# What to do
Please copy out word for word the records starting at the very first line and ending at the line containing "x=362, y=281", including both of those lines.

(Dataset records on where objects are located)
— Begin —
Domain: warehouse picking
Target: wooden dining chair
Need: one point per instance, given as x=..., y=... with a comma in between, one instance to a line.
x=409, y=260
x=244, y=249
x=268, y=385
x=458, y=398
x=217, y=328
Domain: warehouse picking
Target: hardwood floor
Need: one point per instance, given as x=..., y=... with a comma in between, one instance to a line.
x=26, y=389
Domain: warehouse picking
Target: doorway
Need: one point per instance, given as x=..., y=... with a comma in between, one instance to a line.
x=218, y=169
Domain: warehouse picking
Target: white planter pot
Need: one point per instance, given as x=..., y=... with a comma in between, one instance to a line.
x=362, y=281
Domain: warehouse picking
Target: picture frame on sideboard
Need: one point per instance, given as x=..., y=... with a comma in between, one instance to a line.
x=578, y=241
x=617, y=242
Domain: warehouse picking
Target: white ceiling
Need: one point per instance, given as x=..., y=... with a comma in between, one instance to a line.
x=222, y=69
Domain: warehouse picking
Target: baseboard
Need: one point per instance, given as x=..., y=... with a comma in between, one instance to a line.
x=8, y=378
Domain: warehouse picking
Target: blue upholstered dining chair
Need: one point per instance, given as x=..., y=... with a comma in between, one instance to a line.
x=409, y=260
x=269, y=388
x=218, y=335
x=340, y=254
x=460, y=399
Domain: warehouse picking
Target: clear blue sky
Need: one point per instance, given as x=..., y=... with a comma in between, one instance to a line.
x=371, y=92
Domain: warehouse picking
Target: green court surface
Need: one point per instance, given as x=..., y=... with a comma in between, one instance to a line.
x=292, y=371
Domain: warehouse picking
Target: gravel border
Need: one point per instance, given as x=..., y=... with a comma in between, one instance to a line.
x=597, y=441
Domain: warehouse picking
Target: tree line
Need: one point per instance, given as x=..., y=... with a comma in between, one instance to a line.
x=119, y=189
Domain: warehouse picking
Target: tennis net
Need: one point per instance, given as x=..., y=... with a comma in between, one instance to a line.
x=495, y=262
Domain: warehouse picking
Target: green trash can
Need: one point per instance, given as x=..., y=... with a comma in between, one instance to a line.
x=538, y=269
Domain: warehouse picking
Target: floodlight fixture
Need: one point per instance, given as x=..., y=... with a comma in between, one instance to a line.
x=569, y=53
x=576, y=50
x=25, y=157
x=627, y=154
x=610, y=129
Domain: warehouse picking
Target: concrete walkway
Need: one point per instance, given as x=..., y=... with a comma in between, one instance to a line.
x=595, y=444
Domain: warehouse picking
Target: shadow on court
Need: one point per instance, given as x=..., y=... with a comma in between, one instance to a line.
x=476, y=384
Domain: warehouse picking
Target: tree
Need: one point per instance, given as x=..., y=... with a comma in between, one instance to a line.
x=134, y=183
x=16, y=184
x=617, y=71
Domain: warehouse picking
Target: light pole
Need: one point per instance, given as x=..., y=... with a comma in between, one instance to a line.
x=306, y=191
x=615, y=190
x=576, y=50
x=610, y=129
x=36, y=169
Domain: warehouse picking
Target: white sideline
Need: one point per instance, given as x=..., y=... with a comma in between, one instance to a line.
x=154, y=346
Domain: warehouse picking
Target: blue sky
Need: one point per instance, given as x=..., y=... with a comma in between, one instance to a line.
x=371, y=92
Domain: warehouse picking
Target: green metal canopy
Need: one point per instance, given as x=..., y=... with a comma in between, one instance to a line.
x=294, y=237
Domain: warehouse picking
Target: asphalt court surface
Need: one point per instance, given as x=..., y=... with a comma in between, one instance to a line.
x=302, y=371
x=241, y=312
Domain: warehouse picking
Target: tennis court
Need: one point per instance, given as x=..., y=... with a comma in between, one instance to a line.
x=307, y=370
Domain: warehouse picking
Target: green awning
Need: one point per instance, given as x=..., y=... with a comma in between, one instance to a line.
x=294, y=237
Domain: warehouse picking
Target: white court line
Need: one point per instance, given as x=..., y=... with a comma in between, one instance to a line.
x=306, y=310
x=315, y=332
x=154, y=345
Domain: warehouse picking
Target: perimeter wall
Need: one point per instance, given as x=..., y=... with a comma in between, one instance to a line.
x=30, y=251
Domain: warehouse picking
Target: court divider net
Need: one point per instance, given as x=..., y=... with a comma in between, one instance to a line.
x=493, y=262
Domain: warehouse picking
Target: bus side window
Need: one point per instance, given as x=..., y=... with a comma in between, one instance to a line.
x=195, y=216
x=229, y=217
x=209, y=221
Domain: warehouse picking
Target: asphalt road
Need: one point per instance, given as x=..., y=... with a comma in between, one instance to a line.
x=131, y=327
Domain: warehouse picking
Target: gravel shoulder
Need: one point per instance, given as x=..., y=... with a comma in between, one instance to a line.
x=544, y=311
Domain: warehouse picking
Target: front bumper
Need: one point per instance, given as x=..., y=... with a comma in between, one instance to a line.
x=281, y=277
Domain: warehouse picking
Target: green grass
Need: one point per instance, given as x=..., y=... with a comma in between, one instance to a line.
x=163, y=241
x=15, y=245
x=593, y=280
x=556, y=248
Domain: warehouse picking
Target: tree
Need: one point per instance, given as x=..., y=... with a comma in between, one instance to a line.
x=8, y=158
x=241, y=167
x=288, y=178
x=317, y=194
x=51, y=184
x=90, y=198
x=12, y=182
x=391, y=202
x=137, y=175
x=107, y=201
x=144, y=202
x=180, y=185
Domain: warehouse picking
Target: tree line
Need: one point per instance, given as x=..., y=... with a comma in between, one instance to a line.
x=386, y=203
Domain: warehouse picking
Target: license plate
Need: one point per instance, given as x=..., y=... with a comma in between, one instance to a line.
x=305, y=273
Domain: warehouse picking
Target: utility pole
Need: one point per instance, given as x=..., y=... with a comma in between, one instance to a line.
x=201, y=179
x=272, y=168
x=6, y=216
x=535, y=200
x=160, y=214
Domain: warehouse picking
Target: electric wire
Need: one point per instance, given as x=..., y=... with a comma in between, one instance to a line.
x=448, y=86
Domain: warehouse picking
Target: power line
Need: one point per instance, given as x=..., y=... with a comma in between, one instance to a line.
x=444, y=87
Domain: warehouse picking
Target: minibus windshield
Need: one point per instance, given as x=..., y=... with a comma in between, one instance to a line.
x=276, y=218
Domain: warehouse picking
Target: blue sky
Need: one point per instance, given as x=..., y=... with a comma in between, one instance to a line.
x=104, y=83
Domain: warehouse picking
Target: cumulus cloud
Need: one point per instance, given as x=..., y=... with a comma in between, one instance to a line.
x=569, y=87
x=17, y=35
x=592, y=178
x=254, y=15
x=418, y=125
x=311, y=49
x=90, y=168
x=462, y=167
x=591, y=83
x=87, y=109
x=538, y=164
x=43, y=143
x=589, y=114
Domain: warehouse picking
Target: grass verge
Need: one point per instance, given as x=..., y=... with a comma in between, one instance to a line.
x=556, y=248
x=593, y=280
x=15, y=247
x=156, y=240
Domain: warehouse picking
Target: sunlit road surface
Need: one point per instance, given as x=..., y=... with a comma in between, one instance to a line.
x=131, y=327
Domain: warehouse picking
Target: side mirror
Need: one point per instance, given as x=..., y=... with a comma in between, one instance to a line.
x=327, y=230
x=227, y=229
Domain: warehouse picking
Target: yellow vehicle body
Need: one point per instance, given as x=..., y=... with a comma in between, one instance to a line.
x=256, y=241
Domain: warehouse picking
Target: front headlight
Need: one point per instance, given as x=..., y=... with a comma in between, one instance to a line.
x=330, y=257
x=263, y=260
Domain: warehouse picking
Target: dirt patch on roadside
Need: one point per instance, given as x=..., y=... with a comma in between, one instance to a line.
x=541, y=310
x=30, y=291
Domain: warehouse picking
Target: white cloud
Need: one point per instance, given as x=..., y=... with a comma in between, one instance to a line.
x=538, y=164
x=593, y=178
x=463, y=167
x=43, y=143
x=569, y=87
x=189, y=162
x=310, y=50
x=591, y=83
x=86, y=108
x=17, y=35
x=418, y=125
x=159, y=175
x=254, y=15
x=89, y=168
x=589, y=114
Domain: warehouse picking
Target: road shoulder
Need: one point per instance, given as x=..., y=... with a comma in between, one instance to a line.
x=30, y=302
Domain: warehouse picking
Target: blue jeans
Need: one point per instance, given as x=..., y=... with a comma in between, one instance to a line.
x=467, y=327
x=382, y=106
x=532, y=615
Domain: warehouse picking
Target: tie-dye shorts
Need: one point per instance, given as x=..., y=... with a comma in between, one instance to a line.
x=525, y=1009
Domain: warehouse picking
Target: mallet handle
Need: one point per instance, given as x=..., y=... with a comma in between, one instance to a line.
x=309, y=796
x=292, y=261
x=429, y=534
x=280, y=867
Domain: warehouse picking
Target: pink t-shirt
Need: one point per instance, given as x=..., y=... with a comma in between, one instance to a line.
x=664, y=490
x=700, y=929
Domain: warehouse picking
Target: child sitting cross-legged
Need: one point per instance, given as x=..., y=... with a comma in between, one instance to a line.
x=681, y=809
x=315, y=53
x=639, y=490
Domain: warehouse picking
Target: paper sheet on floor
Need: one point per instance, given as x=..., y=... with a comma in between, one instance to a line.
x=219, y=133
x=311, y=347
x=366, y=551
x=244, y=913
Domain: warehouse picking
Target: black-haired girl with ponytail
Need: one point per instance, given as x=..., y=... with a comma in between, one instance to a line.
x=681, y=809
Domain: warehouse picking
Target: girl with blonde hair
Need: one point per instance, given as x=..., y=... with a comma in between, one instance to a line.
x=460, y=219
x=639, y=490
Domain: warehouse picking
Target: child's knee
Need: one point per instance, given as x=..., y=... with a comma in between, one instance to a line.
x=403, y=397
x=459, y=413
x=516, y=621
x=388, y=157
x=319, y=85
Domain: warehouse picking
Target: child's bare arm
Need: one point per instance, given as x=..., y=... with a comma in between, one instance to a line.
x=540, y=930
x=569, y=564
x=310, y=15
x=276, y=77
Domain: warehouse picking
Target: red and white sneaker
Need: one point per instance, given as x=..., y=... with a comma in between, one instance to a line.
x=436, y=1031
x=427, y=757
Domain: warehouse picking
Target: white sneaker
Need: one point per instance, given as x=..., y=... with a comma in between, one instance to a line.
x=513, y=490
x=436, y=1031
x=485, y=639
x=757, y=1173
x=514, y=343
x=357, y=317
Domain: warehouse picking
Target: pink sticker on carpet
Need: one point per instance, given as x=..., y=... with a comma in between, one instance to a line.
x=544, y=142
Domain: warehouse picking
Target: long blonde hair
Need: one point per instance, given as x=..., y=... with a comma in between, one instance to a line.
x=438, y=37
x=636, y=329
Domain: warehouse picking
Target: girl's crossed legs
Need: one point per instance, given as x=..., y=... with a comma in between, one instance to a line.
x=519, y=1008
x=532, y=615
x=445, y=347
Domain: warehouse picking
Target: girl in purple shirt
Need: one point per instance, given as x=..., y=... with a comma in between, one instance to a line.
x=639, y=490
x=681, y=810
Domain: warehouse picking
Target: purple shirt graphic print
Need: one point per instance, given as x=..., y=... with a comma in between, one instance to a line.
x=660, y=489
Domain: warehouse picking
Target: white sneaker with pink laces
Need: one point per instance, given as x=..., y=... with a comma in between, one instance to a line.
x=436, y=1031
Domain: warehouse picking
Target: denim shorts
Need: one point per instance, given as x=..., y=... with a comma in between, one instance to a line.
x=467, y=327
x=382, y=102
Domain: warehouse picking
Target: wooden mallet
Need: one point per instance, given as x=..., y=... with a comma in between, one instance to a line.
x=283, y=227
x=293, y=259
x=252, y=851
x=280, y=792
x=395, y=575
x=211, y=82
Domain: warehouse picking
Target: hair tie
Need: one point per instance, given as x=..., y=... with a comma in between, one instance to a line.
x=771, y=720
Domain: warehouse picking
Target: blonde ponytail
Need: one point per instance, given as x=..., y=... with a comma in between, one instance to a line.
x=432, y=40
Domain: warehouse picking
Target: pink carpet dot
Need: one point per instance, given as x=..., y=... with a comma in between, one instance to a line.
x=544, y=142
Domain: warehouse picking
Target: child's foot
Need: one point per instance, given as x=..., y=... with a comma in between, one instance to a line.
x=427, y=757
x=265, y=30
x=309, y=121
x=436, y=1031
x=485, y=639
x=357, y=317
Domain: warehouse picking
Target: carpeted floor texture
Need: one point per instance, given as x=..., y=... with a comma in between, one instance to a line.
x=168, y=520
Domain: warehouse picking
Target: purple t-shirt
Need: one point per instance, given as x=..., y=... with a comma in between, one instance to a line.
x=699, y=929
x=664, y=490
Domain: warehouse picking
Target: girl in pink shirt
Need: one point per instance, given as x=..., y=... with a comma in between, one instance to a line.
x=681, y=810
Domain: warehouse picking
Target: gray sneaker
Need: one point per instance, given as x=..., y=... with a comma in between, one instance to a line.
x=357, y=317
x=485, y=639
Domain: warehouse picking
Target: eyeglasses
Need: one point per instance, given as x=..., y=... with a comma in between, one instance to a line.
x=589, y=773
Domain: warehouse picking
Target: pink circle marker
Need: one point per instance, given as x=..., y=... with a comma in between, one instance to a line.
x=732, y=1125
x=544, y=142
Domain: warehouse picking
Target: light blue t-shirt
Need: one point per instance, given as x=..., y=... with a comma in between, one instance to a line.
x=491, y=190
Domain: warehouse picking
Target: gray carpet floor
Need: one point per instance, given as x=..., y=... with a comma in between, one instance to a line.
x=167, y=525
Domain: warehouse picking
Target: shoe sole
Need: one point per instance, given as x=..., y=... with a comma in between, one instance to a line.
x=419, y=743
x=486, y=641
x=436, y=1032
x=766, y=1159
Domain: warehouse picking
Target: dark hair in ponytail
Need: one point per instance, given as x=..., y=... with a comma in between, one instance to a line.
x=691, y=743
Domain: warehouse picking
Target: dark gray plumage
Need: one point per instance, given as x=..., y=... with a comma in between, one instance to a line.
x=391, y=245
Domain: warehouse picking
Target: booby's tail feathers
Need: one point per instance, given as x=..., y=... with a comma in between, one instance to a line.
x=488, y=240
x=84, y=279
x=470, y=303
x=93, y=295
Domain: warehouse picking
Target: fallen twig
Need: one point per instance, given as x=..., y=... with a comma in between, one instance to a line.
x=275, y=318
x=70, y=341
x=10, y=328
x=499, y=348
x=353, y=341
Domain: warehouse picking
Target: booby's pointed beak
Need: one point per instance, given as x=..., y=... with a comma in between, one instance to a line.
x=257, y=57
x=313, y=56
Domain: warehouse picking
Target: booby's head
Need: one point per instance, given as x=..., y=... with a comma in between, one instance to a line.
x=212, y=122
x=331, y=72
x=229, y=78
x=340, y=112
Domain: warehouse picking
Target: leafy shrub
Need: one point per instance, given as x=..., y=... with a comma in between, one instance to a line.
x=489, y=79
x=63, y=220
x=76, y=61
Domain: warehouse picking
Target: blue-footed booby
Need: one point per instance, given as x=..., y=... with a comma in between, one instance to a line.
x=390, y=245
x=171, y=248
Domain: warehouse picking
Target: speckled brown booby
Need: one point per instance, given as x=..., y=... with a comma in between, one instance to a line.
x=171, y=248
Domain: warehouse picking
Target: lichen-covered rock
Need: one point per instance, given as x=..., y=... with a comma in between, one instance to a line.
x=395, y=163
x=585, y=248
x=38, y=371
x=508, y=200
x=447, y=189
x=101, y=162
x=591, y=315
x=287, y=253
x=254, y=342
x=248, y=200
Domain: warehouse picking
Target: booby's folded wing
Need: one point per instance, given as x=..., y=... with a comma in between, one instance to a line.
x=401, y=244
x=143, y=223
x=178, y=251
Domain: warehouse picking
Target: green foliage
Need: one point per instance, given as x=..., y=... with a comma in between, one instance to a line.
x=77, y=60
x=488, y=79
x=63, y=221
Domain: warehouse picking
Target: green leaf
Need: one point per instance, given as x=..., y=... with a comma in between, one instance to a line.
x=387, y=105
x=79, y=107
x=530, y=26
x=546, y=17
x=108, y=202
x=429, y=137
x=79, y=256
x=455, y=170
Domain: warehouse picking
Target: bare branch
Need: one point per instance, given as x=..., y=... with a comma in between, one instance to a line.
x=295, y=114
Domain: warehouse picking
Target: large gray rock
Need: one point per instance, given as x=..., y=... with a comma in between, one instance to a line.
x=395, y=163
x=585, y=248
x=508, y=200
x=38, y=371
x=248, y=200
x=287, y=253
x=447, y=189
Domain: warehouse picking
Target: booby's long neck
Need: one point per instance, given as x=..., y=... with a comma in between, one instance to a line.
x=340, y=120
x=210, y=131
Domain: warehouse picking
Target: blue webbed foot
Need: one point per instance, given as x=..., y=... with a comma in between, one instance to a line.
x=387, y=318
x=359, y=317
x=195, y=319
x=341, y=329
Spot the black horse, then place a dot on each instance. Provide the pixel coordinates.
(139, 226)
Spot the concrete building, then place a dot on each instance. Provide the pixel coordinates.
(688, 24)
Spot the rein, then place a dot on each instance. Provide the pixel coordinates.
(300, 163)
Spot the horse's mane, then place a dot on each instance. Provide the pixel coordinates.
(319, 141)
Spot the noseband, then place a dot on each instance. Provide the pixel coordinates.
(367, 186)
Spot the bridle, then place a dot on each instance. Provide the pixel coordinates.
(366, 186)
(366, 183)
— End —
# Written answer
Domain: warehouse picking
Target: wooden dining chair
Need: one point per instance, given as x=..., y=... with a comma in between, one instance to a line.
x=409, y=260
x=244, y=249
x=268, y=385
x=458, y=398
x=217, y=328
Domain: warehouse picking
Target: hardwood floor
Need: one point per instance, given as x=..., y=... with a comma in between, one instance to a line.
x=26, y=389
Domain: warehouse picking
Target: doorway
Need: one point per instance, given as x=..., y=... with a comma in between, one instance to a line.
x=218, y=169
Domain: warehouse picking
Target: white planter pot
Need: one point per instance, given as x=..., y=... with a comma in between, one instance to a line.
x=362, y=281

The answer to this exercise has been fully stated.